== TEXT SHOWN ==
Summary: God’s love for his people in Jesus Christ is unfathomably rich.

Scripture Introduction

One of the most famous intellectuals in the church in the last 100 years was Karl Barth. Near the end of his life, he was lecturing at the University of Chicago Divinity School. When Dr. Barth completed the lecture, the school president noted that Dr. Barth was exhausted, so that rather than allowing students to ask lots of questions, the president asked one on behalf of all: “Of all the theological insights you have ever had, which do you consider the greatest?”

Here was a man who had written tens of thousands of pages of some of the most sophisticated philosophy ever put on paper. The students sat poised to record the premier insight of the greatest theologian of their time. Barth closed his eyes and paused, deep in though. Then he smiled, opened his eyes, and said: “The greatest theological insight that I have ever had is this: Jesus loves me, this I know, for the Bible tells me so!”

All study, all theology, all ministry culminates there; there is nothing deeper.

That is why the Apostle Paul, when praying for the believers in Ephesus, asks the Father that they might comprehend the breadth, the length, the height and the depth, and know the love of Jesus Christ. This love changes lives; this love overcomes fear; this love overwhelms uncertainty. The love of Christ converts doubting Thomases into courageous martyrs; the love of Christ propels missionaries into the Muslim world; the love of Christ presses a husband into self-sacrificial and single-hearted service to his wife and children; the love of Christ pushes fearful church members out as faithful witnesses into their communities.
===
WRITTEN PROBLEM: In the sermon introduction, what did Karl Barth name as the greatest theological insight he had ever had?
== STORED DATA ==
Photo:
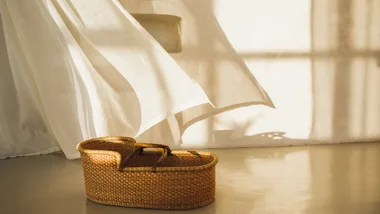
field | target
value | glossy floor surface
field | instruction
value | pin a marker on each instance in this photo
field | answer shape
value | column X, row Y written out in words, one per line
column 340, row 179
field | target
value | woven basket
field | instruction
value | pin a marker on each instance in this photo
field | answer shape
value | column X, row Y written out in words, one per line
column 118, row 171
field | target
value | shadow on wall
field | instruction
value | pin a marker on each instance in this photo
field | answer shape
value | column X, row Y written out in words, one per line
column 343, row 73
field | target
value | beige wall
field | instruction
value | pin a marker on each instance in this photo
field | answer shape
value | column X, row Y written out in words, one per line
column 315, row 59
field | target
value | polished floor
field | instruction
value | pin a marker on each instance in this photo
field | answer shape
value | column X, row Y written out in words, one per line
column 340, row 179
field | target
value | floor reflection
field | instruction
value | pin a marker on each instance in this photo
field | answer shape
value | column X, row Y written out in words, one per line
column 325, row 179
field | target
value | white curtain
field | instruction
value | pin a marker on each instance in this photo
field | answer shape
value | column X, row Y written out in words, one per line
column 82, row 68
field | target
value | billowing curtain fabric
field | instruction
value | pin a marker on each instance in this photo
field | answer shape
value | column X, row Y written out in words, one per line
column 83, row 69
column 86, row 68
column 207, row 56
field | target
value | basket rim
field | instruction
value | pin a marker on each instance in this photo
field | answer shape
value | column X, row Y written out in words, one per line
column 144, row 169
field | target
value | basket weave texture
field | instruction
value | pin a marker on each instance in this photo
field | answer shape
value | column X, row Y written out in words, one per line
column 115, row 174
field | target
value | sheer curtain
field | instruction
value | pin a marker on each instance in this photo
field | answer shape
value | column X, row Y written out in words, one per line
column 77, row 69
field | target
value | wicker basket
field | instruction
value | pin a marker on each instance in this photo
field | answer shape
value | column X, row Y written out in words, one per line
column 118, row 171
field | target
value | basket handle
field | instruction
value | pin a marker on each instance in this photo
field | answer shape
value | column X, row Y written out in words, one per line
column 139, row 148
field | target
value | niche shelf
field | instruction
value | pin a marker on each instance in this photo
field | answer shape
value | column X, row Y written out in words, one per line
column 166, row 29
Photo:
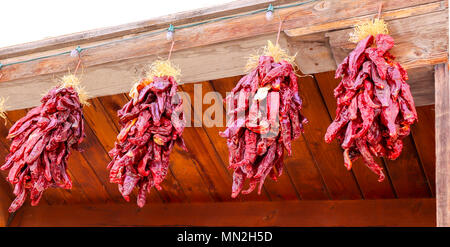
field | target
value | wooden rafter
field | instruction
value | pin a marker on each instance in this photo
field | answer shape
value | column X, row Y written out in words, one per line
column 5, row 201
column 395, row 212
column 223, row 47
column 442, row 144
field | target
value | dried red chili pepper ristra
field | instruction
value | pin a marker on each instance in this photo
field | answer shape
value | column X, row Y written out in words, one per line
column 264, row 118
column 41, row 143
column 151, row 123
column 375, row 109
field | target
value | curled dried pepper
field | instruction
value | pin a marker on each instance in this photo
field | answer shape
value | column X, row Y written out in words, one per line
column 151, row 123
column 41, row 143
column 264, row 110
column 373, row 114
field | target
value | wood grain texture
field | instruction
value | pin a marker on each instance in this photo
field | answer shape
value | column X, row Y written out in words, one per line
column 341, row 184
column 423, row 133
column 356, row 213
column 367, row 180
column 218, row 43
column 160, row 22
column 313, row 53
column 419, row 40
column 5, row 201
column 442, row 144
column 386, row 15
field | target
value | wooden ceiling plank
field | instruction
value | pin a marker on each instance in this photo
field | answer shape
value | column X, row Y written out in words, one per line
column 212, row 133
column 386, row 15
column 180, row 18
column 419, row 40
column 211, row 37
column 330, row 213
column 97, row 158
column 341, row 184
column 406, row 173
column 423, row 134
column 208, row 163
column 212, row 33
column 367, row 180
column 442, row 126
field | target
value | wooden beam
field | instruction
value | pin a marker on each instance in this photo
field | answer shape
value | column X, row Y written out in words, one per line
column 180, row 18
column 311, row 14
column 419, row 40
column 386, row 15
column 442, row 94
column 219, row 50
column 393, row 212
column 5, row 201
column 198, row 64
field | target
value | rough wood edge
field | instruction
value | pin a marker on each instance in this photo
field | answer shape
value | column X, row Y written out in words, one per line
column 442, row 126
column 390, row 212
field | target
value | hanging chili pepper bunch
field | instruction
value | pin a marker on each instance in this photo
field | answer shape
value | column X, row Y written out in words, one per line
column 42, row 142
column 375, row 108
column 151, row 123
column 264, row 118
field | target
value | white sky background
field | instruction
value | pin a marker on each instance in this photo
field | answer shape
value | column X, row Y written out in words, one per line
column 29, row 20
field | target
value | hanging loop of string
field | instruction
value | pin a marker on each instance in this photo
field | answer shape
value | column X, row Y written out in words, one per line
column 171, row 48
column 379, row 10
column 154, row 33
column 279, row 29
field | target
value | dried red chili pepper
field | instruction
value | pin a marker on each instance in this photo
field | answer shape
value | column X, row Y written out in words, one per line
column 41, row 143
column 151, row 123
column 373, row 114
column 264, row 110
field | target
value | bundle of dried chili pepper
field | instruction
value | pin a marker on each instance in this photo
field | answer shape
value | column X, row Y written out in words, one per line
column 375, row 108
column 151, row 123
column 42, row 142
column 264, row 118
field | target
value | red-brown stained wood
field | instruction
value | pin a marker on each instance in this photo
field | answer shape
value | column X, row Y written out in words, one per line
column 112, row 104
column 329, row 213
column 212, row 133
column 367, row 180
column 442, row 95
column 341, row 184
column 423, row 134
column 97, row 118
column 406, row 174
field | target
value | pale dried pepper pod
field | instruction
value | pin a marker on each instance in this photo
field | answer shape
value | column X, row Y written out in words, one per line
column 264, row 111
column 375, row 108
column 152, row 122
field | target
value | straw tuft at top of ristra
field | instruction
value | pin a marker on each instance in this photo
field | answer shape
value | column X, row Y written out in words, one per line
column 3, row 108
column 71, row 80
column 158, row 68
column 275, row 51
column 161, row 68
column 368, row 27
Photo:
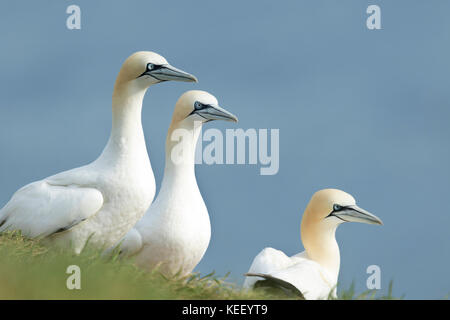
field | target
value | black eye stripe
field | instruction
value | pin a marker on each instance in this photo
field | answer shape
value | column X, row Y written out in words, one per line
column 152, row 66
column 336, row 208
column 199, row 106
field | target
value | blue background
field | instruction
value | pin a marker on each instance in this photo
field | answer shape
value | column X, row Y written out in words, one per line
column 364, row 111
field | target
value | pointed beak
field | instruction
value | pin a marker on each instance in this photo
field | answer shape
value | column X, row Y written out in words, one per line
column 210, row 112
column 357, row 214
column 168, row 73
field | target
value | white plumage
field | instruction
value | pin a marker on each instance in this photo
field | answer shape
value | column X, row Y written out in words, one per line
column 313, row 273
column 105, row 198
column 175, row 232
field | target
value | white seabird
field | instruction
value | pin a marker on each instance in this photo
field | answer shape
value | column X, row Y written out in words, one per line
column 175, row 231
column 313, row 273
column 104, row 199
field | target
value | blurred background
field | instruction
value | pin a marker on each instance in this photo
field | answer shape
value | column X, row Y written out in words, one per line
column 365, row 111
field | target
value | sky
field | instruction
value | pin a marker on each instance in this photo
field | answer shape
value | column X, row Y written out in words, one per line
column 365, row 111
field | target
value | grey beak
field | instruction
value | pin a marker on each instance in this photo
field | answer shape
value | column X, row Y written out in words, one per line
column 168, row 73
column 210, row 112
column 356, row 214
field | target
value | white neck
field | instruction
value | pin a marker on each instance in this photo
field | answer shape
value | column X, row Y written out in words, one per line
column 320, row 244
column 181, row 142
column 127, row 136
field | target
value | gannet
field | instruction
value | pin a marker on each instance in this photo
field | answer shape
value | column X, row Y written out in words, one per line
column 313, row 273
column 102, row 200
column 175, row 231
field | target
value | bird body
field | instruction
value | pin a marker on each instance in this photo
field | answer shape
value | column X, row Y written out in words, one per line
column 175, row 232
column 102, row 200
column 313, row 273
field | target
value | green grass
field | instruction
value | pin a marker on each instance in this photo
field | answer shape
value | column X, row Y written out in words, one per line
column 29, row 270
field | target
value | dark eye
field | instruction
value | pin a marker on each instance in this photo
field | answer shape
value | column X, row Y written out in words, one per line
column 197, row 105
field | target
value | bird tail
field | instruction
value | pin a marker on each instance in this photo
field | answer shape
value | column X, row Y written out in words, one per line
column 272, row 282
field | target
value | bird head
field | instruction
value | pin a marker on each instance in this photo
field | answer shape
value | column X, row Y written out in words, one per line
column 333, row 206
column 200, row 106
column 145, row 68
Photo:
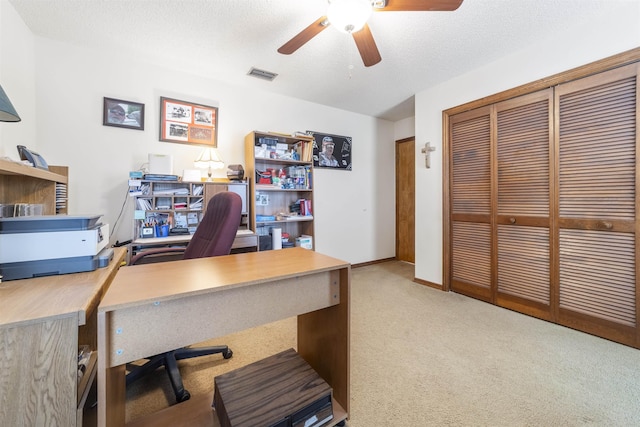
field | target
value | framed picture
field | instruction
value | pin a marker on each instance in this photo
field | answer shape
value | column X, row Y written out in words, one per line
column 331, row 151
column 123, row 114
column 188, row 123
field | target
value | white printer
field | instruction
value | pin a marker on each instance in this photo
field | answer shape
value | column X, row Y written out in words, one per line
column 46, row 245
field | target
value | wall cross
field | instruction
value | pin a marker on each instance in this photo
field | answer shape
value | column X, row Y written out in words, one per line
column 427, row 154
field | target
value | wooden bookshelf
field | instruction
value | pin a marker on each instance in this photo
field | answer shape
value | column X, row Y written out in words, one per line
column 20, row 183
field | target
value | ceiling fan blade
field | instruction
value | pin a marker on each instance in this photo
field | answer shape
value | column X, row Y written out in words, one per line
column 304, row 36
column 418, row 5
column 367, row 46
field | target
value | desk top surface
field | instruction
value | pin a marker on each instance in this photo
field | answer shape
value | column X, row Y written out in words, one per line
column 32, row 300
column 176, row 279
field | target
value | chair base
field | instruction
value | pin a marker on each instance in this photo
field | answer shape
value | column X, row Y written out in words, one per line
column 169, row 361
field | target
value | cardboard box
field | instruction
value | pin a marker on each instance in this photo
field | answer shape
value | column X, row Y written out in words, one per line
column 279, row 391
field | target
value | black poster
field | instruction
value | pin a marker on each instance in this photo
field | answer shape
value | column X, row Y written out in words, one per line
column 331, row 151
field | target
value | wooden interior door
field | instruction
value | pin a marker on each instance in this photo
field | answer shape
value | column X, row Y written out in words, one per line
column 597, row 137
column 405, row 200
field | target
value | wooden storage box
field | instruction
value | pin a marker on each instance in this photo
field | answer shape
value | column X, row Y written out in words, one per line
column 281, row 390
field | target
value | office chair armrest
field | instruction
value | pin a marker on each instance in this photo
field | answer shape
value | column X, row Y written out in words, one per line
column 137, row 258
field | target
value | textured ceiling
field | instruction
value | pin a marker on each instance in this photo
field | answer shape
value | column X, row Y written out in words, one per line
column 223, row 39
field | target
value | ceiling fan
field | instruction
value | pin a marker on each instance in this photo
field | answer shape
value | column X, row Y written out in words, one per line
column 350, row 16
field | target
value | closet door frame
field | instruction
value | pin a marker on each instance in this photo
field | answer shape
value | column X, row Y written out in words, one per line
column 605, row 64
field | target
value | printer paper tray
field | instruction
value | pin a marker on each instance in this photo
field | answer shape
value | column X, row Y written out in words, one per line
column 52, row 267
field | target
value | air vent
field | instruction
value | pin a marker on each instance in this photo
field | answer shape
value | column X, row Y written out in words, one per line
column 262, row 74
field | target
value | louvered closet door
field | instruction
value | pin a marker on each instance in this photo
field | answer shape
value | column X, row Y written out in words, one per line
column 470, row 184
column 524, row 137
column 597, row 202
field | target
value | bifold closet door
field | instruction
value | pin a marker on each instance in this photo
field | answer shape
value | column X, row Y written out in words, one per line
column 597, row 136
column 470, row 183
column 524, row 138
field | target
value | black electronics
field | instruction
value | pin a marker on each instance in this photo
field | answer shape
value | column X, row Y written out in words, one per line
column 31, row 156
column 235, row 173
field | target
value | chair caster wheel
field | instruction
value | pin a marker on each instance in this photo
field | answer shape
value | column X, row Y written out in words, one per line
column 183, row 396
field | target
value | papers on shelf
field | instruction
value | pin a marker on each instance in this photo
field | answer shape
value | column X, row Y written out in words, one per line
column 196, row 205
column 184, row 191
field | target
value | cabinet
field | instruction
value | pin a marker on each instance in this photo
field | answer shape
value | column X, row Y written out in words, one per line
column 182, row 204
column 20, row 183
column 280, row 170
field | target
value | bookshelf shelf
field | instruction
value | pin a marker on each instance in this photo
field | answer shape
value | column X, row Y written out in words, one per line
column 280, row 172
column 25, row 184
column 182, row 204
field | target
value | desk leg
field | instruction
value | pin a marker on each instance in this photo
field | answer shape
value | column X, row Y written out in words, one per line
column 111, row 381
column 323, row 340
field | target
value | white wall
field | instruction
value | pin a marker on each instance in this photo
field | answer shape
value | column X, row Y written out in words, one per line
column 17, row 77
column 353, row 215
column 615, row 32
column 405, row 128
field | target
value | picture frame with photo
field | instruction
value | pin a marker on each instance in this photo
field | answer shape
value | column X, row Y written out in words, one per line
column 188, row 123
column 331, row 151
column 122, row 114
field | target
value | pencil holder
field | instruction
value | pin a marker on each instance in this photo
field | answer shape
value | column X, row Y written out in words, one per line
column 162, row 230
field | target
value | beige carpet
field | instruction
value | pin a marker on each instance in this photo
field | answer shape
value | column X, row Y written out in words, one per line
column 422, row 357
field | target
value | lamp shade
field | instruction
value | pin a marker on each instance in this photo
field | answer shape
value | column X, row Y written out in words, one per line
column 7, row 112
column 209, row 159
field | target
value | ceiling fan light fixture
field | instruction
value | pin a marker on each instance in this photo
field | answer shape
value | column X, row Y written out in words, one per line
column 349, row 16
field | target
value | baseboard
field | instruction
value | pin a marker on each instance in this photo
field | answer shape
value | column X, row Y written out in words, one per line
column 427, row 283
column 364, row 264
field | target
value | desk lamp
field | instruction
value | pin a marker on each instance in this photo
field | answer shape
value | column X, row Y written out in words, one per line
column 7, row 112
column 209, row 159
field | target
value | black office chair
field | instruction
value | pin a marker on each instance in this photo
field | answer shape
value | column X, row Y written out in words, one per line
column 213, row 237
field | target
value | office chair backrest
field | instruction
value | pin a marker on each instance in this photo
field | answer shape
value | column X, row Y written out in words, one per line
===
TASK ANSWER: "Jesus loves me, this I know, for the Bible tells me so!"